| AVAILABLE DATA |

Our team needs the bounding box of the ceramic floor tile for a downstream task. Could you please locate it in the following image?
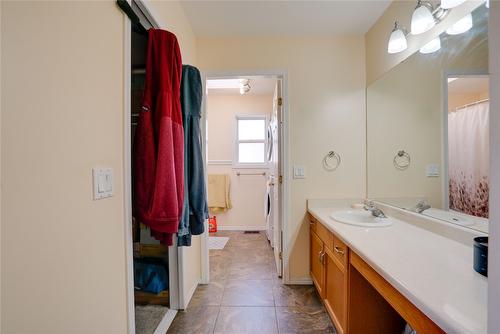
[273,285,323,307]
[227,263,276,280]
[214,307,278,334]
[222,279,274,306]
[166,306,219,334]
[188,281,224,307]
[276,306,336,334]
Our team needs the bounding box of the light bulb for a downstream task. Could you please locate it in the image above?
[446,14,473,35]
[411,2,436,35]
[441,0,467,9]
[420,37,441,54]
[239,86,245,95]
[486,0,489,8]
[387,22,408,54]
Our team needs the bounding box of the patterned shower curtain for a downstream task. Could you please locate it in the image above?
[448,101,489,218]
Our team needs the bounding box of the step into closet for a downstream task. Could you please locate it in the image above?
[120,1,208,333]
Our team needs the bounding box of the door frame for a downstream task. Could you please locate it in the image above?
[200,70,291,284]
[121,2,181,333]
[442,70,489,210]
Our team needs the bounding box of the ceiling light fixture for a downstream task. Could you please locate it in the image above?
[239,79,251,95]
[446,13,473,35]
[387,21,408,54]
[419,37,441,54]
[411,0,436,35]
[441,0,467,9]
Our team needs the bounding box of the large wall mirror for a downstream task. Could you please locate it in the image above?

| WHAT TO WORK ON |
Your task is to write out, exactly, the line that holds "Our team needs the bounding box of the ceiling" and every line after it until the records end.

| EXERCISE RESULT |
Our team needs the bounding box of the ceiling light fixture for a downstream task. Could you please locate it in the image above?
[239,79,251,95]
[446,13,473,35]
[387,21,408,54]
[419,37,441,54]
[411,0,436,35]
[441,0,467,9]
Our team needs the bounding box of the large wall mirror for a downstream task. Could you please locate it in the image above?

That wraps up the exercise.